*SOURCE TEXT*:
*** Block opens ***
I’ll never forget my seventh-grade English teacher’s words: “You write so well, you have a way with words.” She said, handing back another writing assignment with a big A across the top. I followed her around the classroom with my eyes as she returned the papers to other students. She met my eyes from across the room and smiled proudly. I smiled back and looked down at my paper. At that moment I knew I found my passion. My love for deep thinking and inspiring others can come together and this was a safe form of expression for someone shy like me.
I leaned on writing throughout my teenage years. I’ve been complimented for my perception and style. It got me through some of my darkest times and it helped me understand the world around me. I took notes of inspiration and I dissected taboos about myself and others, getting real about some of the toughest questions I had about life, never really sharing outside a select few.
Adulthood consumed me. Marriage, children, and the day-to-day pressures of life. I lost touch with this passion. As the years passed and the stress grew I found myself turning back to writing as an outlet and I held onto my journals for this to me was art. I’ve shared my stories again with a select few who were inspired.
As I delved deeper into it, peeling back the layers brought forth some hard truths. I needed a divorce. This marriage was toxic and not what it seemed. Divorce is hard, especially when there are kids involved. I’ve tried to save the marriage but ultimately divorce was inevitable.
He bargained, he cried, and threatened to prove me crazy. He stole my writing and humiliated me with them. I felt violated but mostly afraid that his manipulation would continue to work and I would lose my children and my children were my everything. I faced my fears, and took a leap of faith, and hired an attorney because I couldn’t continue this way.
*** Block closes ***
Referring expression pointing data
*** Block opens ***
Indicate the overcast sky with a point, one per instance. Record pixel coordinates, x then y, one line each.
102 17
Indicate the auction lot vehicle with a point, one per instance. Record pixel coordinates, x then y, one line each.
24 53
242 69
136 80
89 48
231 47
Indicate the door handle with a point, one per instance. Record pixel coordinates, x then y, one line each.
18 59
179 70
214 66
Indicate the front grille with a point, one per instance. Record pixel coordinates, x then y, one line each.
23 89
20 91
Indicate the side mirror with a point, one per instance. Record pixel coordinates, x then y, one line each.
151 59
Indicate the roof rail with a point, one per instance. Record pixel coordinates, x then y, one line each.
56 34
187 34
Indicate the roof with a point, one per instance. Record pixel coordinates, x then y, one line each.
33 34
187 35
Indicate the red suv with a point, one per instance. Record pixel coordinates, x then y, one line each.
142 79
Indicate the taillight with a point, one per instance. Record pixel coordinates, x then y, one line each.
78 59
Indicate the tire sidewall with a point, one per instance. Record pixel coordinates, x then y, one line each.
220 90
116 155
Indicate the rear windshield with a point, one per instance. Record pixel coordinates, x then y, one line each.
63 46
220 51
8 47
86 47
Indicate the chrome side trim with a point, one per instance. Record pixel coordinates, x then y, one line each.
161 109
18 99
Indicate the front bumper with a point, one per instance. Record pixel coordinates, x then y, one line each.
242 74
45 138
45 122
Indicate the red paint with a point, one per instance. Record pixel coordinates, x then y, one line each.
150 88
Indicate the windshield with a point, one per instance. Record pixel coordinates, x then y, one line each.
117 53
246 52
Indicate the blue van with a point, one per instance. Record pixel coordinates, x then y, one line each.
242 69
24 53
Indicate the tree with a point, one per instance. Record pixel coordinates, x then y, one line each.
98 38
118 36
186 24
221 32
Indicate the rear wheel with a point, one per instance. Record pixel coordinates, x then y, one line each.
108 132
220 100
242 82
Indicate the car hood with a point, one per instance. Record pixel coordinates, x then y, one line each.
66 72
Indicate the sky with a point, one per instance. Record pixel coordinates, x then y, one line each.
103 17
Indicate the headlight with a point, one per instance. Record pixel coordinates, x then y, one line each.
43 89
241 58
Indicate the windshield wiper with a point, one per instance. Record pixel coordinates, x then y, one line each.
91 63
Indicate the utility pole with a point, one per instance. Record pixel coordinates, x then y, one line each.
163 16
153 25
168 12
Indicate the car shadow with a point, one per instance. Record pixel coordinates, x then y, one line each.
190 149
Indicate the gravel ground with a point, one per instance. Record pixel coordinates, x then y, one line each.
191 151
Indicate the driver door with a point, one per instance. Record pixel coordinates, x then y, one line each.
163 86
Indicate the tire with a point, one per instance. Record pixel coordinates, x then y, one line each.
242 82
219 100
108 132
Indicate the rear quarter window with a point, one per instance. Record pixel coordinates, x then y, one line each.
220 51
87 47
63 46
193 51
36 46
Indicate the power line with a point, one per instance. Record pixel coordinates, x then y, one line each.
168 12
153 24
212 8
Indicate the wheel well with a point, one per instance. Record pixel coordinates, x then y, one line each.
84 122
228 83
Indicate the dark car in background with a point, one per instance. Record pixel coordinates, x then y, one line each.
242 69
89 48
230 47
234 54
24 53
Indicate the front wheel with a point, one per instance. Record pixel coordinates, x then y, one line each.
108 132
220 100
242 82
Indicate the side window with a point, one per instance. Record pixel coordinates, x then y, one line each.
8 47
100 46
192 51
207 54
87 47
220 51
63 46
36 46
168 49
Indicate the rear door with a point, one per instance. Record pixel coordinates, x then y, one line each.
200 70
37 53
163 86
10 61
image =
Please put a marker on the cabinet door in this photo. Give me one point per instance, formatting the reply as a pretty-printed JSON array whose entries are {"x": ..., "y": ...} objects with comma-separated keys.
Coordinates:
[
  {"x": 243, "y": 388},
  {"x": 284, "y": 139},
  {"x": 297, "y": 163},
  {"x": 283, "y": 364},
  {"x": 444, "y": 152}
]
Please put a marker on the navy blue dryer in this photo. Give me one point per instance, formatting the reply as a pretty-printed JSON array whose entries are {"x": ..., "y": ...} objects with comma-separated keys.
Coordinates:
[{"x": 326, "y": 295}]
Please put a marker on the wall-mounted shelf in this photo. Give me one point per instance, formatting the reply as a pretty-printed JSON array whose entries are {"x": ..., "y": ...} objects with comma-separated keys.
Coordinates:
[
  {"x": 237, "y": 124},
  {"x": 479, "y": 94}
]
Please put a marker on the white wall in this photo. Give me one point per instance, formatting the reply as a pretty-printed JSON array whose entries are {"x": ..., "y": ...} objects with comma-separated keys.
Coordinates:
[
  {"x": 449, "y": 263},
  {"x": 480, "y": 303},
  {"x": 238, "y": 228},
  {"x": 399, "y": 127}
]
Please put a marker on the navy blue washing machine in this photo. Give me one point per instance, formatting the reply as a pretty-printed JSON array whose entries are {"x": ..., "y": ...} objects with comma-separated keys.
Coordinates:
*** Block closes ***
*EXERCISE DIRECTIONS*: Please proceed with the essay on writing and divorce, picking up right after its final sentence. This listing was drawn from a separate source and has no connection to the essay.

*RESPONSE BOX*:
I sat in the courtroom, looking at the same man who betrayed me, watching him try and use my writing against me, hoping to prove me an unfit mother. How Ironic it was that I would fear the passion I once had because the man I once loved threatened to shatter my chance to gain custody of my kids.
I got custody, no questions asked and when the judge dismissed any writings saying it was irrelevant and inappropriate and should be returned to me immediately, I felt relieved and confident to pursue the divorce. We tried to enforce the return of the journals. The judge knows he has it but couldn’t do anything except roll her eyes. But I can do something, I can start writing again. I am overcoming this, I refuse to stay afraid or ashamed.
Putting pen to paper is like magic, magic I want to share with the world. It leaves little morsels of hope in between the lines that keep me going and it builds me up when life knocks me down. Everyone should do what they have to do to keep going and I now see I have to write.
Life is unjust and boy do I feel it now but instead of rehashing old wounds it just ignites me to write about what I am going through and where I am going. There are ups and downs and in-betweens but I am on my way. Not every story has a clear happy ending. Sometimes you need to work hard to create one and that’s what I am determined to do despite everything that I am facing.